● **PROBLEM TO SOLVE**: Nothing other than the lines from the one containing "the dryer door" through the close of the entries below should be printed, each exactly.

● **DATA TO USE**:
═══
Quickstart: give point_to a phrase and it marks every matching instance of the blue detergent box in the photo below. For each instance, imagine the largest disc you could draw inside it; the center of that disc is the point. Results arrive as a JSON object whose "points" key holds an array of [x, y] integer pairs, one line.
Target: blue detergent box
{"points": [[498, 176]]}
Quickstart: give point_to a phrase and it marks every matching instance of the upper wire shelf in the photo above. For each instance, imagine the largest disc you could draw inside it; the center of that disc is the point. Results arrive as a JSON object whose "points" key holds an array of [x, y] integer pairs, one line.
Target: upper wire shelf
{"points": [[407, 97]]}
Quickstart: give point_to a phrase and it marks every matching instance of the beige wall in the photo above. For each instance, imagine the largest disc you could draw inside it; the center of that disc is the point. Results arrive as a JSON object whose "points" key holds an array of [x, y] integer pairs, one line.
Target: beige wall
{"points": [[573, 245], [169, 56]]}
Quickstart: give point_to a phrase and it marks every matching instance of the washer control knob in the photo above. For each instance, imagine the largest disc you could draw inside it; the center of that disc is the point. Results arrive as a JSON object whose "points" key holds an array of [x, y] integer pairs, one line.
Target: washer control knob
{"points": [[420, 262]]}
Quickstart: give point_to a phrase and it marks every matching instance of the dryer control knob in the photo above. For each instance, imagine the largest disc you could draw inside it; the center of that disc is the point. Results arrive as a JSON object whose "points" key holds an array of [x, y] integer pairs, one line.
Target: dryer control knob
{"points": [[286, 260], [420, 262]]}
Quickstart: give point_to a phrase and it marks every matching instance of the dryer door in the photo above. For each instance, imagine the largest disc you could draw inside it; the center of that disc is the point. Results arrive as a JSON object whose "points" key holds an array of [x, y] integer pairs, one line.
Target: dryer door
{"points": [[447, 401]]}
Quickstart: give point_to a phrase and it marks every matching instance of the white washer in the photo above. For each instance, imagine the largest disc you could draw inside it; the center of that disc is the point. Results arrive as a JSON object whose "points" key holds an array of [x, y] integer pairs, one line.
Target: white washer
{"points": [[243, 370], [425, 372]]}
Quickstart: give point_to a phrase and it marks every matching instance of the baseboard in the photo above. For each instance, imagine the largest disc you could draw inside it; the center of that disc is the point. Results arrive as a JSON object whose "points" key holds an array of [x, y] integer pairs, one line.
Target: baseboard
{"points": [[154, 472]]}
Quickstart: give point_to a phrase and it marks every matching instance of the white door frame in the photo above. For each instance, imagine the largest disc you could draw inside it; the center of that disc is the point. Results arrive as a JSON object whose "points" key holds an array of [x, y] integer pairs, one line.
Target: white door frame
═══
● **RESPONSE TO THE EXERCISE**:
Quickstart: give point_to a phrase and it marks every matching instance of the dryer door in the photo above. For each instance, imagine the largest disc you could draw inside it; the center of that disc is the point. Results arrive as a JSON object whose "points" key holds an array of [x, y] integer pairs, one line.
Target: dryer door
{"points": [[447, 401]]}
Quickstart: give point_to a phrase and it marks every matching instance of the white washer in the photo above. For each instance, imagine the largest disc you could draw inside it; the center of that disc is the point. Results arrive as a JSON object whose "points" key holds an array of [x, y] integer pairs, one line.
Target: white washer
{"points": [[243, 370], [425, 372]]}
Quickstart: give point_to a phrase and it marks every matching instance of the baseboard in the photo above. For each instance, imagine the largest disc you could draw inside it; the center of that disc is the point. Results arrive as a JSON object whose "points" key holds an array of [x, y] integer pairs, one line.
Target: baseboard
{"points": [[154, 472]]}
Quickstart: give point_to a phrase and it marks every matching instance of the white door frame in the photo above. For each instance, imagine the largest disc you could draw inside it; the center of that disc is the point. Results arrive as a JSON object whose "points" key holds an array of [x, y] integer pairs, one line.
Target: white door frame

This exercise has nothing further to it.